Competitive Programming with Large Reasoning Models

Paper · arXiv 2502.06807 · Published February 3, 2025
Chain-of-Thought and Reasoning Methods

We show that reinforcement learning applied to large language models (LLMs) significantly boosts performance on complex coding and reasoning tasks. Additionally, we compare two general-purpose reasoning models — OpenAI o1 and an early checkpoint of o3 — with a domain-specific system, o1- ioi, which uses hand-engineered inference strategies designed for competing in the 2024 International Olympiad in Informatics (IOI). We competed live at IOI 2024 with o1-ioi and, using hand-crafted test-time strategies, placed in the 49th percentile. Under relaxed competition constraints, o1-ioi achieved a gold medal. However, when evaluating later models such as o3, we find that o3 achieves gold without hand-crafted domain-specific strategies or relaxed constraints. Our findings show that although specialized pipelines such as o1-ioi yield solid improvements, the scaled-up, general-purpose o3 model surpasses those results without relying on hand-crafted inference heuristics. Notably, o3 achieves a gold medal at the 2024 IOI and obtains a CodeForces rating on par with elite human competitors.

Introduction. Competitive programming is widely recognized as a challenging benchmark for evaluating reasoning and coding proficiency [2]. Solving complex algorithmic problems demands advanced computational thinking and problem solving skills. Moreover, these problems are also objectively gradable, making it an ideal testbed to assess the reasoning capabilities of AI systems. Recent work on program synthesis with large language models [1] has demonstrated that even relatively general models, ranging from 244M to 137B parameters, can generate short Python scripts from natural language instructions. Importantly, performance improves log-linearly with model size, and finetuning significantly boosts accuracy. Concurrently, Codex [2], an early code-focused LLM, excelled at Python program generation and powered GitHub Copilot.

Discussion / Conclusion. Through the o-series large reasoning models, we demonstrate that chain-of-thought reasoning is a powerful strategy for improving performance in coding tasks, from competitive programming benchmarks such as CodeForces and IOI to complex software engineering challenges like SWE-bench and Astra. Our findings highlight that increasing reinforcement learning training compute, coupled with enhanced test-time compute, consistently boosts model performance to nearly match the best humans in the world. Given these results, we believe o-series large reasoning models will unlock many new use cases for AI in science, coding, math, and many other fields.

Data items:

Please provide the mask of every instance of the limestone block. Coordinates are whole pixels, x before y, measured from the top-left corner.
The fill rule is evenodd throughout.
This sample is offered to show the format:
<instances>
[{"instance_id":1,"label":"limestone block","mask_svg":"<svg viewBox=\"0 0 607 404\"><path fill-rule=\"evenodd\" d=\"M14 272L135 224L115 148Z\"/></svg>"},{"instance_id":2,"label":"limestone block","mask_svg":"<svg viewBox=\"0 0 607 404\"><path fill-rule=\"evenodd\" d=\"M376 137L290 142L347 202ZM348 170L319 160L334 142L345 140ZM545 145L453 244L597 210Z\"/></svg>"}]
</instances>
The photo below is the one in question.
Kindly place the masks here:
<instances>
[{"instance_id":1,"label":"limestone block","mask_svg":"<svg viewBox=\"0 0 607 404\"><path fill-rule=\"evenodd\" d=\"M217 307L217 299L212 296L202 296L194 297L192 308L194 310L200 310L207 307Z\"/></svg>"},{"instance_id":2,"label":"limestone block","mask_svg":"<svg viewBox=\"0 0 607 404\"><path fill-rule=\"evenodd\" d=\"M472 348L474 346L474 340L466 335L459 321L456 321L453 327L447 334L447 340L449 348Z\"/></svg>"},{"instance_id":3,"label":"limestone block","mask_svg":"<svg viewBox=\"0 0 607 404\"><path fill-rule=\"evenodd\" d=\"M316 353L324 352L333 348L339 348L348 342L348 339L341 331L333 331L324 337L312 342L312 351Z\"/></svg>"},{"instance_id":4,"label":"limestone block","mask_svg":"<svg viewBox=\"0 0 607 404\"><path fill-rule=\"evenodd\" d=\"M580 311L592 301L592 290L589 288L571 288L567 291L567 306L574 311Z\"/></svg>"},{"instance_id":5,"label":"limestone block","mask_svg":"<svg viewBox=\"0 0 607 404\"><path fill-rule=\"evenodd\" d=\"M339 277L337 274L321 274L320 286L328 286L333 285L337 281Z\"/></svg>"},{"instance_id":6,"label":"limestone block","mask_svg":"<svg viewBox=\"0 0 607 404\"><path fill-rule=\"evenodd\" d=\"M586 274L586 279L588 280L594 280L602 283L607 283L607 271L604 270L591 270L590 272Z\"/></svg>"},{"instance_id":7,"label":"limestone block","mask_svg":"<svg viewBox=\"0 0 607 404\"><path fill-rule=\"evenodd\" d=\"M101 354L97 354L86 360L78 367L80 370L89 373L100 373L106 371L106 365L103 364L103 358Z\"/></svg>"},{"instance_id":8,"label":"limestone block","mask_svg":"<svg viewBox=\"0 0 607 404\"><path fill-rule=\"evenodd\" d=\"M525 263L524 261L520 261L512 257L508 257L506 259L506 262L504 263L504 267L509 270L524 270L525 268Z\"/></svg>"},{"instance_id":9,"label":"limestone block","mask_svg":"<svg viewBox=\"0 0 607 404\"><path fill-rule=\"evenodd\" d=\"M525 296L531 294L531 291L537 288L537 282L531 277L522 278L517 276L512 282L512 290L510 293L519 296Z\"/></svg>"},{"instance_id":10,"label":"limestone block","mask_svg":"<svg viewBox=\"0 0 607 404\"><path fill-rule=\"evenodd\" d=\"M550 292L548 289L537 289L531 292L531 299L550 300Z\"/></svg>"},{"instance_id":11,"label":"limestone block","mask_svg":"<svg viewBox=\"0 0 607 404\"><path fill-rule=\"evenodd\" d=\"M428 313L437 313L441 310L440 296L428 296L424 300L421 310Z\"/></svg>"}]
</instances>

- _TASKS TO PERFORM_
- 1) From the paper excerpt, reproduce word for word the passage starting with "Discussion / Conclusion." and going on through "many other fields.".
- 2) Based on the paper excerpt, explain why competitive programming problems make an ideal testbed for assessing the reasoning capabilities of AI systems.

- _TASK-BY-TASK OUTPUTS_
- 1)
Discussion / Conclusion. Through the o-series large reasoning models, we demonstrate that chain-of-thought reasoning is a powerful strategy for improving performance in coding tasks, from competitive programming benchmarks such as CodeForces and IOI to complex software engineering challenges like SWE-bench and Astra. Our findings highlight that increasing reinforcement learning training compute, coupled with enhanced test-time compute, consistently boosts model performance to nearly match the best humans in the world. Given these results, we believe o-series large reasoning models will unlock many new use cases for AI in science, coding, math, and many other fields.

- 2) Competitive programming problems are objectively gradable, and that is what makes them an ideal testbed for assessing AI reasoning. They also demand advanced computational thinking and problem-solving skills.